- [Instructions to follow]: Rewrite the records from their start through the line that contains "[[[850,37],[766,37],[753,49],[744,140],[843,143],[851,133]]]", replacing "grill" with "griddle" and leaving everything else unchanged.

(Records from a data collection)

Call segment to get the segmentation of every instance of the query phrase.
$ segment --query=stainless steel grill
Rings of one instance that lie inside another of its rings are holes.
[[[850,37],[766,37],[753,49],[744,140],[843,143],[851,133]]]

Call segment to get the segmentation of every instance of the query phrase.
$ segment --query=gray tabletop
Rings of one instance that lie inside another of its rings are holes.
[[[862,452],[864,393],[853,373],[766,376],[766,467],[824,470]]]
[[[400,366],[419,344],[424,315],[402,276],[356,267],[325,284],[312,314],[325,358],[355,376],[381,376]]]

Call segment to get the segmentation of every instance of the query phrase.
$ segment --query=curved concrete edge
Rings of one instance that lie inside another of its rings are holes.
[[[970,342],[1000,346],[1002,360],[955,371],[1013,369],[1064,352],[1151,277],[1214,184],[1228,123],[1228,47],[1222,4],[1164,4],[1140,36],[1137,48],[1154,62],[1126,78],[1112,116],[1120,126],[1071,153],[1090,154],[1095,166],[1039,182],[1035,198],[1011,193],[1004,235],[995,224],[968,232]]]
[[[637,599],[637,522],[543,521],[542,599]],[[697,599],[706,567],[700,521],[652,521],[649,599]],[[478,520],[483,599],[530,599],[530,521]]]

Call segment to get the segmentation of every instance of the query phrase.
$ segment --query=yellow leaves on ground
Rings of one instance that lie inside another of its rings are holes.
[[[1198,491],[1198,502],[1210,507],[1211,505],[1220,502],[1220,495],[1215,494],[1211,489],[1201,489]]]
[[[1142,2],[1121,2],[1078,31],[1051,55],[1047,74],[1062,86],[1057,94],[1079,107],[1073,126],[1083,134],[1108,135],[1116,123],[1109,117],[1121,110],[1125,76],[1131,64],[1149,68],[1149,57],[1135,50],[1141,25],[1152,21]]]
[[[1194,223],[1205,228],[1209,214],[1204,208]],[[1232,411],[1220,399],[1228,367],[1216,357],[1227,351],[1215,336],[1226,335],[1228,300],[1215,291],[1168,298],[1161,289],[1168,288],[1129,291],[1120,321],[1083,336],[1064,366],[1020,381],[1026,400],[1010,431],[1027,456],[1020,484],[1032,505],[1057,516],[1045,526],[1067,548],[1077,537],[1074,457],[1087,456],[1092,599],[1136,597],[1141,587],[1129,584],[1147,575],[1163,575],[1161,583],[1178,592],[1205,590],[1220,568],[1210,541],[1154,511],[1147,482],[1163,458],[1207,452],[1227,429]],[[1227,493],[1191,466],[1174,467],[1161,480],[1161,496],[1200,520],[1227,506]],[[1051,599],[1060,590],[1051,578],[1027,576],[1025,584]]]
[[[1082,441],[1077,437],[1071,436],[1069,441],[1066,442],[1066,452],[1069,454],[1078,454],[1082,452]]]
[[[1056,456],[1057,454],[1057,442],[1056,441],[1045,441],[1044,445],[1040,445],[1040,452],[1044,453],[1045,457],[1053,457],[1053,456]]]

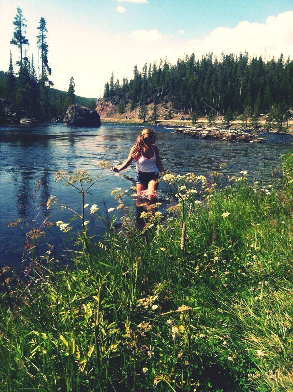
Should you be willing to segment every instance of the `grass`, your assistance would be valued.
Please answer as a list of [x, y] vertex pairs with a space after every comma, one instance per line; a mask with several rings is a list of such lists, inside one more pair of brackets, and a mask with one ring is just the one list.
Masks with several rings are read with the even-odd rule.
[[1, 390], [292, 390], [292, 152], [283, 167], [260, 187], [169, 175], [179, 205], [142, 231], [110, 212], [68, 265], [49, 252], [2, 270]]

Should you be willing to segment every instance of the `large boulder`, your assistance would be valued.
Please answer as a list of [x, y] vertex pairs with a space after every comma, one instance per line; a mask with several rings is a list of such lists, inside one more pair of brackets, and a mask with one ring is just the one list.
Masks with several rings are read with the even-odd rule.
[[98, 113], [93, 109], [89, 109], [78, 105], [68, 107], [63, 120], [65, 125], [99, 127], [101, 120]]

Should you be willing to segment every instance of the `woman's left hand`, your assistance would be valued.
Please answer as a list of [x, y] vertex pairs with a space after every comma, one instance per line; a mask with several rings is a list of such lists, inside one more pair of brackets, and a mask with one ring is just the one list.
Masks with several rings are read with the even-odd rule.
[[111, 169], [111, 171], [114, 171], [115, 173], [119, 173], [119, 171], [117, 167], [112, 167]]

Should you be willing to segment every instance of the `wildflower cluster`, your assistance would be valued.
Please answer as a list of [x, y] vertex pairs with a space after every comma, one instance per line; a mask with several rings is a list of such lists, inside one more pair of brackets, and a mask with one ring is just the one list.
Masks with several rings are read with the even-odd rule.
[[61, 231], [69, 231], [72, 229], [72, 227], [69, 227], [69, 223], [64, 223], [62, 221], [57, 221], [56, 222], [56, 226], [60, 228], [60, 230]]
[[155, 305], [154, 308], [153, 308], [153, 307], [155, 306], [153, 303], [157, 298], [158, 295], [157, 294], [156, 294], [156, 295], [148, 297], [147, 298], [142, 298], [141, 299], [137, 299], [137, 306], [139, 307], [143, 306], [145, 308], [145, 309], [148, 309], [150, 307], [152, 307], [153, 310], [157, 309], [158, 307], [157, 305]]
[[94, 214], [95, 212], [96, 212], [99, 209], [99, 207], [96, 204], [93, 204], [92, 207], [90, 207], [90, 215], [92, 215], [93, 214]]

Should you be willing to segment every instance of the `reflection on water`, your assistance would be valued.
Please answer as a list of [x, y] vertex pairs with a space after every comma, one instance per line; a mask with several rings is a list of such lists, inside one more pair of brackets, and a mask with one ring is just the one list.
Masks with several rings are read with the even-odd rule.
[[[100, 172], [99, 161], [109, 160], [115, 166], [125, 160], [142, 127], [105, 124], [98, 128], [82, 128], [58, 123], [0, 127], [1, 263], [18, 262], [15, 254], [22, 254], [24, 240], [16, 229], [8, 229], [7, 225], [11, 220], [29, 214], [29, 197], [37, 181], [41, 181], [42, 194], [39, 200], [42, 211], [40, 222], [49, 215], [51, 220], [68, 221], [72, 215], [57, 207], [47, 210], [47, 200], [51, 195], [56, 196], [61, 204], [80, 211], [80, 196], [70, 187], [54, 182], [54, 173], [60, 169], [72, 172], [81, 169], [89, 172], [94, 179]], [[161, 126], [154, 128], [164, 167], [178, 174], [194, 172], [208, 176], [225, 162], [229, 175], [246, 170], [251, 180], [259, 178], [262, 180], [266, 162], [265, 178], [268, 178], [271, 167], [280, 167], [280, 154], [293, 141], [292, 136], [272, 134], [266, 134], [267, 140], [262, 144], [201, 140], [173, 133], [172, 129]], [[117, 187], [123, 191], [129, 189], [135, 185], [135, 178], [134, 162], [119, 174], [105, 170], [91, 188], [92, 195], [88, 195], [86, 202], [90, 205], [98, 204], [102, 212], [104, 201], [107, 209], [115, 208], [117, 202], [114, 196], [111, 196], [111, 191]], [[167, 191], [166, 184], [161, 183], [159, 190], [163, 200]], [[105, 230], [102, 227], [98, 228], [102, 231]], [[66, 235], [56, 227], [51, 228], [51, 232], [46, 241], [54, 243], [58, 250], [64, 249]]]

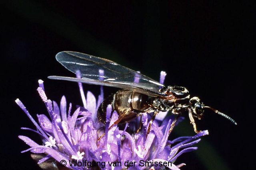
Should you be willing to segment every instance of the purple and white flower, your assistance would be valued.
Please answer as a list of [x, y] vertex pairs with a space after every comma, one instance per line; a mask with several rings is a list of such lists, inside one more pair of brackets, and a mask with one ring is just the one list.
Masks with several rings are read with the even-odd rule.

- [Task result]:
Call segment to get the segmentation of every instance of the query phrase.
$ segment --query=stainless steel griddle
Rings of one instance that lie inside another of its rings are holes.
[[[850,37],[766,37],[753,49],[744,140],[843,143],[851,133]]]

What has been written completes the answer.